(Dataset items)
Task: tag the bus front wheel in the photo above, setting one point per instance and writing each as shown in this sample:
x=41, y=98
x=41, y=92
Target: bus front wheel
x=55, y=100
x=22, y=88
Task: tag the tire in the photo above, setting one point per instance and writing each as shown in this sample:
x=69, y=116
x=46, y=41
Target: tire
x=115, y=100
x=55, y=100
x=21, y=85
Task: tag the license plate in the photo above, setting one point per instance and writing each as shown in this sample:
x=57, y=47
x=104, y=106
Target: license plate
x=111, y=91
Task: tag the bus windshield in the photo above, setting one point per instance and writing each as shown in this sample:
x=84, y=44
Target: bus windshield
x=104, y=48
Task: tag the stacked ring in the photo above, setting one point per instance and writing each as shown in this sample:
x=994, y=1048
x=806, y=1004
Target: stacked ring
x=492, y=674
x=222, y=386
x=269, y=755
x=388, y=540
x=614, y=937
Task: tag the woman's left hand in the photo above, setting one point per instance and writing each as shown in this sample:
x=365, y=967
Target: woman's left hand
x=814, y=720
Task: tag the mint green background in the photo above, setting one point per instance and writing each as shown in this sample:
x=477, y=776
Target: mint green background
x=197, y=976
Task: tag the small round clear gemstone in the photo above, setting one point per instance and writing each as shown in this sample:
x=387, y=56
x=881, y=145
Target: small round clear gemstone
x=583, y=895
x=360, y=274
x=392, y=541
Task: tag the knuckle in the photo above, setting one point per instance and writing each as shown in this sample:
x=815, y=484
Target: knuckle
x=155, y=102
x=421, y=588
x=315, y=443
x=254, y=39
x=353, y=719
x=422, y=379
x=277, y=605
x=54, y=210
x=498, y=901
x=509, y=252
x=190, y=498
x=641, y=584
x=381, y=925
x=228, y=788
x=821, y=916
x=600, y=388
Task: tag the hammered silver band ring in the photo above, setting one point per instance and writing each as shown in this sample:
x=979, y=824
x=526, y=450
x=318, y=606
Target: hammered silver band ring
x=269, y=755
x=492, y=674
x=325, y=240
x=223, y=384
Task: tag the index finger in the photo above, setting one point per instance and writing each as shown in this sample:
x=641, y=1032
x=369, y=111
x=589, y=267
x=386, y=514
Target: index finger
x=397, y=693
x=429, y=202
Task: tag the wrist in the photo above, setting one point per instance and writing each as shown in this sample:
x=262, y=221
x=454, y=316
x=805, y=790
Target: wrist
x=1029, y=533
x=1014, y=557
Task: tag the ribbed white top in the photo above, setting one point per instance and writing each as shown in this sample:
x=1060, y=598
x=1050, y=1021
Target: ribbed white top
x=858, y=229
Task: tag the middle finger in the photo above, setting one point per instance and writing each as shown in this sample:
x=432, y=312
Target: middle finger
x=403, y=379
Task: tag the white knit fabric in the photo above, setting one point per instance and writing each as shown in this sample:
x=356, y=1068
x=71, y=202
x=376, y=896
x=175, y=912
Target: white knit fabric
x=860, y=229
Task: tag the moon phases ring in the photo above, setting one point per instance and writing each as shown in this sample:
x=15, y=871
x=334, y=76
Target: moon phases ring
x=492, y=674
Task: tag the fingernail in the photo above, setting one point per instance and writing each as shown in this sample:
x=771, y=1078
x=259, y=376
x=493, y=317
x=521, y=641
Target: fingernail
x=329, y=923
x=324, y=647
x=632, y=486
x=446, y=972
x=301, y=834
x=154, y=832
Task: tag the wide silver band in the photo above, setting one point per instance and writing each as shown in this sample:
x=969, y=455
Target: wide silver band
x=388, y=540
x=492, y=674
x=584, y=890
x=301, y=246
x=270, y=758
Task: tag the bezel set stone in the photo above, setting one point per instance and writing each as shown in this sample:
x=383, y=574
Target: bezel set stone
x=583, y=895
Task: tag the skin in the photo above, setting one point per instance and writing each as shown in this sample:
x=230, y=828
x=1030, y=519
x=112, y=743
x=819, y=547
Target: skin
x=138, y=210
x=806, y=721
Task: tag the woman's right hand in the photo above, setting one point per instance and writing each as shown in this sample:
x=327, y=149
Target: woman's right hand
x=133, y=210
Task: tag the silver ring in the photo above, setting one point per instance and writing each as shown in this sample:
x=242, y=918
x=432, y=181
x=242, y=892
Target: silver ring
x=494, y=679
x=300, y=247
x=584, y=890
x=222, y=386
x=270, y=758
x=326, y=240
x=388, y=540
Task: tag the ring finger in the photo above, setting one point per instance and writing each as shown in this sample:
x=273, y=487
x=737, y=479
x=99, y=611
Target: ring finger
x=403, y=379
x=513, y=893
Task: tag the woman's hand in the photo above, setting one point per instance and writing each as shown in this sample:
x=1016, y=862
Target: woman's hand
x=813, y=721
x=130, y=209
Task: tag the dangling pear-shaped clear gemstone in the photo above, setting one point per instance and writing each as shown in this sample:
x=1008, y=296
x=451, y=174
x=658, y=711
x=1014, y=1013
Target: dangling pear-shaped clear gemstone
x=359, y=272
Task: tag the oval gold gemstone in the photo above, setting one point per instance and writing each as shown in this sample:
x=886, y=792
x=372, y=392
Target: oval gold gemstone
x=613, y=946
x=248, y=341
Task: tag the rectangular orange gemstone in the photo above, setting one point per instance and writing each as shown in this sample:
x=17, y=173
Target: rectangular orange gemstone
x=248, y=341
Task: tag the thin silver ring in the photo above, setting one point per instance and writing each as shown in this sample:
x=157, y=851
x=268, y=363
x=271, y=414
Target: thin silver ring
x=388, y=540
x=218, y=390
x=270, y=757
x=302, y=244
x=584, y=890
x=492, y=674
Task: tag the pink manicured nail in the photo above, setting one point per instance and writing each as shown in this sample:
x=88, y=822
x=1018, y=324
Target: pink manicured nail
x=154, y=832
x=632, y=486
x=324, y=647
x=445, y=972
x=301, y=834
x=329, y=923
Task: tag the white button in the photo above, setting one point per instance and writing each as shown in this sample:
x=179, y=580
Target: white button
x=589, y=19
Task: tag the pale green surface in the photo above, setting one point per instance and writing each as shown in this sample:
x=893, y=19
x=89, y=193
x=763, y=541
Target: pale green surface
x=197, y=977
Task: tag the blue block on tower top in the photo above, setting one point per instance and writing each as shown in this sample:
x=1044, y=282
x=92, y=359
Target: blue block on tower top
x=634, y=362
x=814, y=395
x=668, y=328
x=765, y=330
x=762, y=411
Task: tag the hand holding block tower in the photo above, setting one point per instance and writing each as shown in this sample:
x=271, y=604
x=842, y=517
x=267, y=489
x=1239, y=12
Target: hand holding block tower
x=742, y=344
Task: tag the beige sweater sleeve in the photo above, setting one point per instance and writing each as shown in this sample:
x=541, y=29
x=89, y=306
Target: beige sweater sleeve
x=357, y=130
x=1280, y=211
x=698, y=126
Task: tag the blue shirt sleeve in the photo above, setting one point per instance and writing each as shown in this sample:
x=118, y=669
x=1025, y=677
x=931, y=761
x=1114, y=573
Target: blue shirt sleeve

## TASK STATEMENT
Above are the records. Copy every line in them holding "shirt".

## EXERCISE SOLUTION
Task: tag the blue shirt sleeve in the photo above, setting one point per instance and writing each as shown in this sample:
Target: blue shirt sleeve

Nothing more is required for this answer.